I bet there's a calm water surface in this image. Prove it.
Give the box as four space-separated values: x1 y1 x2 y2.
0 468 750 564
+--
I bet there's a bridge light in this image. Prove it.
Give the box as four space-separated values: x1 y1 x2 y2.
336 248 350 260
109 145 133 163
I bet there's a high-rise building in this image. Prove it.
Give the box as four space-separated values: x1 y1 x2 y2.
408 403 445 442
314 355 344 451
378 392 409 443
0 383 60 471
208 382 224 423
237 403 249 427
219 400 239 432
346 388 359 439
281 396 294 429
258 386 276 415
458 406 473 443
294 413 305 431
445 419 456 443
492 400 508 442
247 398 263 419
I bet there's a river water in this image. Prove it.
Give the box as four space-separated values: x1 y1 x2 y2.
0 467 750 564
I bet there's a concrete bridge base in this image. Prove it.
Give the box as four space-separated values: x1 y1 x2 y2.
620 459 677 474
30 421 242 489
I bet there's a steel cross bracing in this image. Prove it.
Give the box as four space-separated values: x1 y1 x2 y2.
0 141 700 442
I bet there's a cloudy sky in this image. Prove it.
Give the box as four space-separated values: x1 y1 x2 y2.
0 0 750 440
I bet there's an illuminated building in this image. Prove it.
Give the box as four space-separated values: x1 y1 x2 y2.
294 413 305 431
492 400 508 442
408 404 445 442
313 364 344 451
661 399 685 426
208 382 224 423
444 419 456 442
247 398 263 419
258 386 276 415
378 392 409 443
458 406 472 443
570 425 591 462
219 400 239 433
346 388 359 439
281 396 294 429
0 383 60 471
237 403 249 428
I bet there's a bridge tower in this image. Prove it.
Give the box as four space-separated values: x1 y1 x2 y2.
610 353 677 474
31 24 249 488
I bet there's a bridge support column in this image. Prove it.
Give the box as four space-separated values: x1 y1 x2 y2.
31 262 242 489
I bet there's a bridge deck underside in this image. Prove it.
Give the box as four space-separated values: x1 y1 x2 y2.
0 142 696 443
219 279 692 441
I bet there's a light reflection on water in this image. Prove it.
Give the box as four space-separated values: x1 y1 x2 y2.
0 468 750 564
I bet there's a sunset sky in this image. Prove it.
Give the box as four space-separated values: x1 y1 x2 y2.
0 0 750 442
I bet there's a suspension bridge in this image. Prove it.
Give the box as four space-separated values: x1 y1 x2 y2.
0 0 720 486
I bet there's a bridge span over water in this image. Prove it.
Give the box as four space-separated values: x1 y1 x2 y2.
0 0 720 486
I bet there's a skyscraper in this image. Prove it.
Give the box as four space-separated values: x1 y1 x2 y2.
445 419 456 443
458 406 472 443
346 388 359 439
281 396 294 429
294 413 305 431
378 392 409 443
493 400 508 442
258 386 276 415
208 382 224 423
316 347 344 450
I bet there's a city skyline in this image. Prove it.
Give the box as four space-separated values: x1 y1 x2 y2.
+--
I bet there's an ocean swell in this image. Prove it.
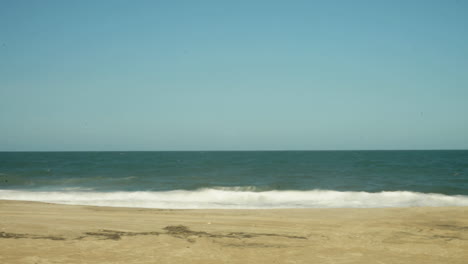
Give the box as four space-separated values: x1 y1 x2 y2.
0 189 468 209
+--
= Instruction =
Please format the records from the line containing "I bet there's a high-rise" down to the line containing "30 421 242 489" as a two-column CSV with the headers input and output, one row per record. Put each record's text and its answer in a single quoted field each, with line breaks replaced by spaces.

= Result =
input,output
"I bet there's a high-rise building in this image. Prove it. Give the box as four space-separated values: x1 y1 x2 y2.","408 403 445 442 314 355 344 451 378 392 409 443 0 383 60 471 208 382 224 423 237 403 249 427 219 400 239 432 346 388 359 439 281 396 294 429 258 386 276 415 458 406 473 443 294 413 305 431 445 419 456 443 492 400 508 442 247 398 263 419"
"I bet there's a river water in this image. Prove it. Give the box as four space-separated values: x1 y1 x2 y2.","0 467 750 564"
"I bet there's a concrete bridge base in this image. Prove it. Give the box as four space-separated values: x1 y1 x2 y2.","620 459 677 474 30 421 242 489"